* Provided data *
# # # # # # #

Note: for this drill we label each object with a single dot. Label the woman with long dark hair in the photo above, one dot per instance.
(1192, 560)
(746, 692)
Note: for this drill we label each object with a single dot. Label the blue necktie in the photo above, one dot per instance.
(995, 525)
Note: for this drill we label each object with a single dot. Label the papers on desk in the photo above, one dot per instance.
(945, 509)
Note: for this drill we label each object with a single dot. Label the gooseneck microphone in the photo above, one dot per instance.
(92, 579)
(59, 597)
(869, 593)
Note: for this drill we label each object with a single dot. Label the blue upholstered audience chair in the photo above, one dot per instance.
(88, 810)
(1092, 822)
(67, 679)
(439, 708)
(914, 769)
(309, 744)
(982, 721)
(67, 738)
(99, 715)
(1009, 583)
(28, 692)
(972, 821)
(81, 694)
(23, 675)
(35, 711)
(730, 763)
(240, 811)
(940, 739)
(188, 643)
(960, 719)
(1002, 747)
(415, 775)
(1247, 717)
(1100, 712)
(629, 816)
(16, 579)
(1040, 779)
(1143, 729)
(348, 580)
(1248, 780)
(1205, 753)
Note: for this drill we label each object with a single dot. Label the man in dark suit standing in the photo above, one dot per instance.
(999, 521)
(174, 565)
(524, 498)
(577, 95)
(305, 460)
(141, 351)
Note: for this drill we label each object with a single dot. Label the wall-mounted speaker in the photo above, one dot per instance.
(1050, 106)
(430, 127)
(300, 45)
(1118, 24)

# # # # # # #

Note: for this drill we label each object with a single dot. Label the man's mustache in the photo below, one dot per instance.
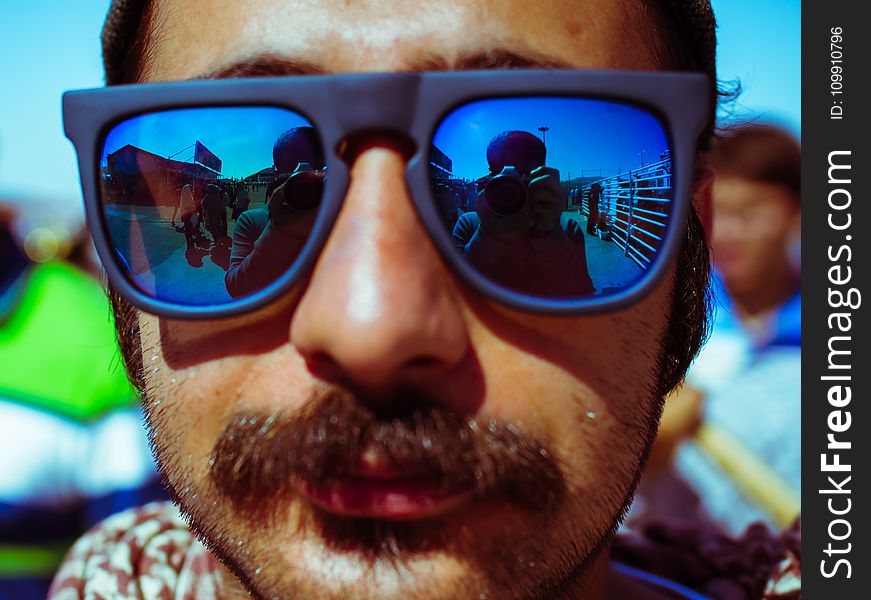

# # # # # # #

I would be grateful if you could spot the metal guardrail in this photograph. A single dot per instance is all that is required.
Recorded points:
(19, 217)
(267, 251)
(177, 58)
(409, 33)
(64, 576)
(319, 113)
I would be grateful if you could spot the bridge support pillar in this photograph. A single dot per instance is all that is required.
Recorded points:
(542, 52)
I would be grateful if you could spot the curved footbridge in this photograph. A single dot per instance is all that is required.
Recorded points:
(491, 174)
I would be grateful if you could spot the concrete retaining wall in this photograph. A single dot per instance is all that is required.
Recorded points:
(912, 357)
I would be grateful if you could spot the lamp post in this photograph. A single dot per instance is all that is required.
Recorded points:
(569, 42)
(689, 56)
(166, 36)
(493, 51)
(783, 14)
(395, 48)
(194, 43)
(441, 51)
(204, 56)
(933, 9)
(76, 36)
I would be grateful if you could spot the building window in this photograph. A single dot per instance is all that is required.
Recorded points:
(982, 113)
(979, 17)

# # # # # # #

Output the data above, from the line containing "Label the woman" through the line containing "(1205, 753)", as a two-column CSV with the header instruction,points. Each row should pair one labeling instruction with the coordinates listed under it, and each value should sit in its own quoted field with line breaks replaced by spaces.

instruction,points
"Note: for this drill we label each object with a single dot. Label the woman with long dark hair in the photo above, one dot per instance.","(1192, 560) (746, 692)"
"Note: for this drill we label each object with a single dot. Label the blue necktie in the photo above, one dot per instance.","(995, 525)"
"Note: for this drill we label each object with a single dot. Label the papers on desk in the photo above, one dot per instance.","(945, 509)"
"Note: for this drill we label each object with a single dot. Label the gooseneck microphone in the photo above, one dot per instance.","(92, 579) (59, 597) (869, 593)"
"Note: for this drill we label each object with a single dot. Label the blue upholstered audience chair in the photo above, one dot per instance.","(88, 810) (1092, 822) (67, 679) (439, 708) (914, 769) (309, 744) (982, 721) (67, 738) (99, 715) (1009, 583) (28, 692) (972, 821) (81, 694) (23, 675) (35, 711) (730, 763) (240, 811) (940, 739) (188, 643) (960, 719) (1002, 747) (415, 775) (1247, 717) (1100, 712) (629, 816) (16, 579) (1040, 779) (1143, 729) (348, 580) (1248, 780) (1205, 753)"